Point-per-instance localization data
##############################

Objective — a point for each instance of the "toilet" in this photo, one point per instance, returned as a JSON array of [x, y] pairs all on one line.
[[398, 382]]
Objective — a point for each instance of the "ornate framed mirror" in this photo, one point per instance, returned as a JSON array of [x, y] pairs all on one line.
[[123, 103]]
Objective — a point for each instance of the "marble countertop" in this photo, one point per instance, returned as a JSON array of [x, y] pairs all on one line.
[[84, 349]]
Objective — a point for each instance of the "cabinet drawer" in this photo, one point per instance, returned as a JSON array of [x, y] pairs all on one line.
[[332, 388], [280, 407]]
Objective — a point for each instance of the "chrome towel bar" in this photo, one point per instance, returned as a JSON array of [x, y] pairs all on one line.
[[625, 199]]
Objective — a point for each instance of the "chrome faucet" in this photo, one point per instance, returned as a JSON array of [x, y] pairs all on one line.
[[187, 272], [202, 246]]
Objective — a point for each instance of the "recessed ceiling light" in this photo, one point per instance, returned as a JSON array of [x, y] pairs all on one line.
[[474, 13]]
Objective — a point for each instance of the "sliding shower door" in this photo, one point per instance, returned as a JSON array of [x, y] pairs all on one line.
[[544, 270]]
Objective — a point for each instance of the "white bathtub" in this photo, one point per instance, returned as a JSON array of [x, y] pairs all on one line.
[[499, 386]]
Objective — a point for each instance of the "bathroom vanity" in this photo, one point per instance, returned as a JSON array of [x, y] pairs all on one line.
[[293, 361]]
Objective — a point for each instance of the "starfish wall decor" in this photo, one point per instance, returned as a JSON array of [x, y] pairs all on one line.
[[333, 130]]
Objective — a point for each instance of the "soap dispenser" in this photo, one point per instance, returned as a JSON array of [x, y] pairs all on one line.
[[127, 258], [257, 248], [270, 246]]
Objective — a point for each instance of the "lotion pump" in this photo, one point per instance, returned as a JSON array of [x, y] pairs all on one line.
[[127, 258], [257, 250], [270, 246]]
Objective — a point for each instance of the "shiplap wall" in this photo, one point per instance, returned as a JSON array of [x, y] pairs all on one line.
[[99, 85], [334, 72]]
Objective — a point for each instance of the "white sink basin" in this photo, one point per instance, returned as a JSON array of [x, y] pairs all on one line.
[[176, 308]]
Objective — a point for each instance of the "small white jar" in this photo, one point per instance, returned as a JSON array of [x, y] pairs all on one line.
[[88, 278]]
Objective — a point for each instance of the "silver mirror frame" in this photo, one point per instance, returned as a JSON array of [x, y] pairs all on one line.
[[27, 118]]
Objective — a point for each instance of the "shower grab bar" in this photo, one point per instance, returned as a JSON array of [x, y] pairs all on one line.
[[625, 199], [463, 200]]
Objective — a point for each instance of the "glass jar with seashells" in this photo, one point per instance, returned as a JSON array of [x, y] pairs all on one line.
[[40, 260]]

##############################

*WHAT THE TASK ASKS*
Your answer should be the data above, retyped in full and unaltered.

*WRITTEN REPLY*
Objective — a point for each instance of the "toilet" in this photo, one point per instance, returned as a JSON array of [x, y] pairs all on one line.
[[398, 382]]
Objective — a point for each instance of the "ornate framed mirror" in this photo, one point per instance, returned as a JSON array of [x, y] pairs all on one line.
[[123, 103]]
Objective — a point for each instance of the "marble countertop" in this photo, one point per instance, returned as a JSON array of [x, y] pairs all on one line.
[[84, 349]]
Objective — a point for each instance of the "cabinet drawer" in this photo, one point per instance, returned as a JSON array of [x, y] pairs all on one line.
[[332, 388], [280, 407]]
Objective — a point for each instance of the "chrome towel bar" in this photo, one point per instance, returned as a JSON array of [x, y] pairs all on one line.
[[625, 199]]
Objective — a point for each instance of the "chrome faucet" in this photo, one point per instance, returned as a JSON array of [x, y] pairs all on one line.
[[187, 272], [202, 246]]
Objective — a point for each instance of the "recessed ceiling light" in this photo, one point per instance, returned as a JSON array of [x, y] pairs all on one line.
[[474, 13]]
Objective — a point for each instance of the "sliding shower door" in this photo, one point per instance, returned as a JSON array of [x, y] pairs all on one line.
[[544, 270]]
Objective — a point for each instance of the "white bathtub" in this photo, one point per instance, returned as a JSON array of [x, y] pairs all on one line.
[[499, 386]]
Objective — a point for each instance of the "bathroom vanity" in this photo, one point per instance, returned as a JSON array of [x, y] pairs all on one line.
[[293, 361]]
Objective — a point for each instance of the "starfish wall decor" in this photo, one point per instance, returned as a JSON array of [x, y] pairs all on one line.
[[333, 130]]
Objective — a point for each instance of the "soap dispenser" in this photo, one point per instance, returned as a JSON array of [x, y] pairs all on one line.
[[127, 258], [257, 248], [270, 246]]
Objective — a point for each instance of the "lotion pump" in this photo, one point per instance, returned as a JSON array of [x, y] pairs all on one line.
[[127, 258], [257, 250], [270, 246]]
Objective — a point for each instance of the "shiplap wall" in this photo, one point per instance, returned as a JSON array of [x, y] pairs all on one line.
[[99, 85], [334, 72]]
Objective — a point for each instance of the "white sink basin" in this photo, one point per instance, returned as a JSON array of [x, y] pairs all on one line.
[[176, 308]]
Objective — a point for each instance of the "small white jar" in this photo, one point per instance, returned as a JSON array of [x, y] pairs all on one line.
[[88, 278]]
Objective — a point for each instance of the "silver mirror frame" in this photo, one point per instance, returned as a JSON array of [x, y] pairs all on one line.
[[27, 118]]
Objective — a point for each instance of the "shower grab bar" in this photo, one point per instance, returned as a JSON array of [x, y] pairs all on one line.
[[625, 199], [463, 200]]
Objective — a point for each instance of the "glass jar with seashells" in this photo, one point per instance, returned as a JSON array of [x, y] pairs all on one line.
[[40, 260]]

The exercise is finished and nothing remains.